:: Esercizi proposti ::
[1] Riscrivi in forma più breve il paragrafo del testo su Savonarola che comincia con "I numerosi testi di Savonarola", conservandone i fatti principali.
[2] Duplica senza alcuna modifica il passo del testo su Savonarola da "Religioso, politico e" a "ancora stato concesso.".

Salta al contenuto

Girolamo Savonarola, vita e storia del profeta

Religioso, politico e predicatore appartenente all'ordine domenicano, venne scomunicato, impiccato e bruciato sul rogo per aver profetizzato sciagure per Firenze e per l'Italia

Marco Netri

Marco Netri

GIORNALISTA E IMPRENDITORE

Ho iniziato a scrivere da giovanissimo e ne ho fatto il mio lavoro. Dopo la laurea in Scienze Politiche e il Master in Giornalismo conseguiti alla Luiss, ho associato la passione per la scrittura a quello per lo studio dedicandomi per anni al lavoro di ricercatore. Oggi sono imprenditore di me stesso.

I numerosi testi di Savonarola, inseriti da papa Paolo IV nell’indice dei Libri Proibiti, furono riabilitati da Benedetto XIV nel 1740. Il 30 maggio 1997, in prossimità del quinto centenario della morte, l’Arcidiocesi di Firenze ha avviato la causa di beatificazione e canonizzazione, ma il nulla osta dalla Santa Sede – ad oggi – non è ancora stato concesso.

Chi era Girolamo Savonarola

Girolamo Maria Francesco Matteo Savonarola nacque a Ferrara il 21 settembre 1452, terzo dei sette figli avuti dal mercante Niccolò e da Elena Bonacolsi, discendente della nobile famiglia in passato a capo della Signoria di Mantova. Fu, però, il nonno paterno Michele, originario di Padova e trasferitosi nella città emiliana per svolgere il ruolo di archiatra del marchese Niccolò III d’Este, a prendersi cura della prima educazione di Girolamo, insegnandogli la grammatica e la musica. Alla morte del nonno, il padre Niccolò lo indirizzò nello studio delle arti liberali, e conseguì il titolo di maestro, ma a soli 18 anni abbandonò quelli di medicina. Appassionato dapprima dei ‘Dialoghi’ di Platone, poi di aristotelismo e tomismo, Savonarola si dedicò alla teologia, coltivando la passione per i componimenti poetici: già nel 1472 scrisse la canzone ‘De ruina mundi’, nella quale comparvero per la prima volta i temi delle sue future predicazioni, mentre tre anni più tardi, in ‘De ruina Ecclesiae’, paragonò la Roma papale all’antica e corrotta Babilonia. Nonostante ciò, il 24 aprile dello stesso anno – ascoltando le parole di un predicatore nella chiesa di Sant’Agostino a Faenza – sentì la vocazione, abbandonò la famiglia ed entrò nel convento di San Domenico a Bologna. Alla base della sua decisione, con tutta probabilità, ci fu un senso di disillusione causato dalla decadenza dei costumi. Due giorni più tardi ricevette l’abito di novizio, l’anno seguente i voti, il 21 settembre 1476 fu nominato suddiacono e il 1° maggio 1477 diacono. Inviato prima a Ferrara e poi a Reggio Emilia, il 28 aprile 1482 divenne quindi lettore nel convento fiorentino di San Marco con il compito di esporre le Scritture, ma il pulpito di San Lorenzo assegnatogli nella quaresima del 1484 fu tutt’altro che un successo, a causa del suo accento romagnolo poco gradito dai fedeli della città medicea. L’anno seguente, mandato a San Gimignano, iniziò le sue famose ‘predicazioni profetiche’: parlò di una Chiesa cattolica che doveva essere “flagellata e rinnovata“, anche a causa dei suoi cattivi pastori, e denunciò le efferatezze degli uomini (come omicidi, lussuria, sodomia, idolatria, credenze astrologiche, simonia, disprezzo per i santi e poca fede), oltre all’evidenza di presagi, segno di prossime sventure. Nel 1487 ottenne la prestigiosa nomina di maestro nello Studium generale di San Domenico a Bologna quindi, un anno dopo, tornò a Ferrara.

:: Righe fornite ::
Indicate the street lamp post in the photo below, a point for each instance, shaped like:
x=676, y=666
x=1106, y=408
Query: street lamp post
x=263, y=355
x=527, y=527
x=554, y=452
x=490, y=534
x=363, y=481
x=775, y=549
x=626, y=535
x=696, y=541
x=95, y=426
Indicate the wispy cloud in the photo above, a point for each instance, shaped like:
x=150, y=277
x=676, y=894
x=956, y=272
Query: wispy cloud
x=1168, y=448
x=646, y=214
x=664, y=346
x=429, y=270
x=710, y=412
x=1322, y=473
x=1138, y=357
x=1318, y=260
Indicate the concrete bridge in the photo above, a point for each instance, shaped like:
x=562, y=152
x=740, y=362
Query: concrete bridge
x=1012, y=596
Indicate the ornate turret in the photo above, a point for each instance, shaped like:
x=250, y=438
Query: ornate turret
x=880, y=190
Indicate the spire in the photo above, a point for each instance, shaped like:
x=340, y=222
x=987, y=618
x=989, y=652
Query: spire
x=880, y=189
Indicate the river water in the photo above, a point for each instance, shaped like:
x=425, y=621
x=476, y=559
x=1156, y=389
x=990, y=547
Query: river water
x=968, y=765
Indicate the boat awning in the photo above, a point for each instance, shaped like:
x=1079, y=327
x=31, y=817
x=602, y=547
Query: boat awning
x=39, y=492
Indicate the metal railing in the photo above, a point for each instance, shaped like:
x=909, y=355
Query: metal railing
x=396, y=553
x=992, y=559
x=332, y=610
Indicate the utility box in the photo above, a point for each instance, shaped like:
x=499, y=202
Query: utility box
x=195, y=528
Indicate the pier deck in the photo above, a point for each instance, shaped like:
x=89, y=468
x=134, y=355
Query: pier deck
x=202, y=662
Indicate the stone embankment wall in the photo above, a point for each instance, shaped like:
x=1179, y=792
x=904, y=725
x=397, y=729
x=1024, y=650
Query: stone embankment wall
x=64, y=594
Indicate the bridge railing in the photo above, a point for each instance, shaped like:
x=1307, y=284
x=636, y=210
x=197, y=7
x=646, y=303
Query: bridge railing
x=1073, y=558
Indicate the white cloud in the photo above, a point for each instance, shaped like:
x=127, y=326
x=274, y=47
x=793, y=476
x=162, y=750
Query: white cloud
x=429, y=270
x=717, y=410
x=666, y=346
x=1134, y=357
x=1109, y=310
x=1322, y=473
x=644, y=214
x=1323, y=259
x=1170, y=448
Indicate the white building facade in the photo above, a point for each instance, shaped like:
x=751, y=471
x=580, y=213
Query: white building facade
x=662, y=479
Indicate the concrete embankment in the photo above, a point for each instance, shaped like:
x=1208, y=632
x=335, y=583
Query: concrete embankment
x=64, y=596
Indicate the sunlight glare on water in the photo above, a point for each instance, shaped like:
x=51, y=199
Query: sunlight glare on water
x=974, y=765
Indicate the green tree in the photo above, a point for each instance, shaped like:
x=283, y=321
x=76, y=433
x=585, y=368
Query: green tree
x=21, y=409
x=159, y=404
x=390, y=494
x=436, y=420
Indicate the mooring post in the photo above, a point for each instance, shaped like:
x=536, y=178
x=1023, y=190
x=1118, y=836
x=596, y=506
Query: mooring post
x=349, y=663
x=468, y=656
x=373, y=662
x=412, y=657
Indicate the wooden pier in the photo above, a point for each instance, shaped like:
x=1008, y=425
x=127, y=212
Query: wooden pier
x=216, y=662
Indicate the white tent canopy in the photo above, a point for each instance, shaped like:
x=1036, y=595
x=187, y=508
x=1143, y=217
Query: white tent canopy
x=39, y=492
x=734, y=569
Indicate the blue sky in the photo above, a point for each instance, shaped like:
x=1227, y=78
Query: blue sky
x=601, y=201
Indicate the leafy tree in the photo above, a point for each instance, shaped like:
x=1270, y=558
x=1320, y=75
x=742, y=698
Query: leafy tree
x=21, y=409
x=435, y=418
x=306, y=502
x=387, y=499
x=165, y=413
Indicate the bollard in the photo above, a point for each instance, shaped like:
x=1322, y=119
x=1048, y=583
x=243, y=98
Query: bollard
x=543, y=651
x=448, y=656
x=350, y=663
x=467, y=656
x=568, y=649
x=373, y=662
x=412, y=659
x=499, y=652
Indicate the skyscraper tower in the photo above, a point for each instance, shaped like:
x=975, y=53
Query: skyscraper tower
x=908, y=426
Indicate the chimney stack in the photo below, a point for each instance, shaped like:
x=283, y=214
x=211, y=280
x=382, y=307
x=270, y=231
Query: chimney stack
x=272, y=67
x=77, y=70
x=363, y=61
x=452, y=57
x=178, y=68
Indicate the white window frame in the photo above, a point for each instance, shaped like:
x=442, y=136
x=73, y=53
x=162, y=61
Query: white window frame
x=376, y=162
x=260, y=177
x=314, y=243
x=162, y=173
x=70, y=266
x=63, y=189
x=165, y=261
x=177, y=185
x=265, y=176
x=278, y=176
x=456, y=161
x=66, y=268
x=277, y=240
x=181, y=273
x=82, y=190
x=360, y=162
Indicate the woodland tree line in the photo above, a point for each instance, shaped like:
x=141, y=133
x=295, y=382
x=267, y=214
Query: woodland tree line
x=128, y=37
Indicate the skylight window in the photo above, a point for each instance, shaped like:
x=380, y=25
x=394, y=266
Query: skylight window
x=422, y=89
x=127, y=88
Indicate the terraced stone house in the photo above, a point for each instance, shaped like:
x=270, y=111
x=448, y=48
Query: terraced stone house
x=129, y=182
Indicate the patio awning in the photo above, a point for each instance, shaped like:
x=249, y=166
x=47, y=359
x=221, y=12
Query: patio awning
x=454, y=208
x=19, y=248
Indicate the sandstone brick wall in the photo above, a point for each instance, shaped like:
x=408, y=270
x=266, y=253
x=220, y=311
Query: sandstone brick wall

:: Soluzioni degli esercizi ::
[1] I testi di Savonarola, messi da papa Paolo IV nell'indice dei Libri Proibiti, furono riabilitati da Benedetto XIV nel 1740. Il 30 maggio 1997, vicino al quinto centenario della morte, l'Arcidiocesi di Firenze ha avviato la causa di beatificazione e canonizzazione. La Santa Sede non ha ancora concesso il nulla osta.

[2]
Religioso, politico e predicatore appartenente all'ordine domenicano, venne scomunicato, impiccato e bruciato sul rogo per aver profetizzato sciagure per Firenze e per l'Italia

Marco Netri

Marco Netri

GIORNALISTA E IMPRENDITORE

Ho iniziato a scrivere da giovanissimo e ne ho fatto il mio lavoro. Dopo la laurea in Scienze Politiche e il Master in Giornalismo conseguiti alla Luiss, ho associato la passione per la scrittura a quello per lo studio dedicandomi per anni al lavoro di ricercatore. Oggi sono imprenditore di me stesso.

I numerosi testi di Savonarola, inseriti da papa Paolo IV nell’indice dei Libri Proibiti, furono riabilitati da Benedetto XIV nel 1740. Il 30 maggio 1997, in prossimità del quinto centenario della morte, l’Arcidiocesi di Firenze ha avviato la causa di beatificazione e canonizzazione, ma il nulla osta dalla Santa Sede – ad oggi – non è ancora stato concesso.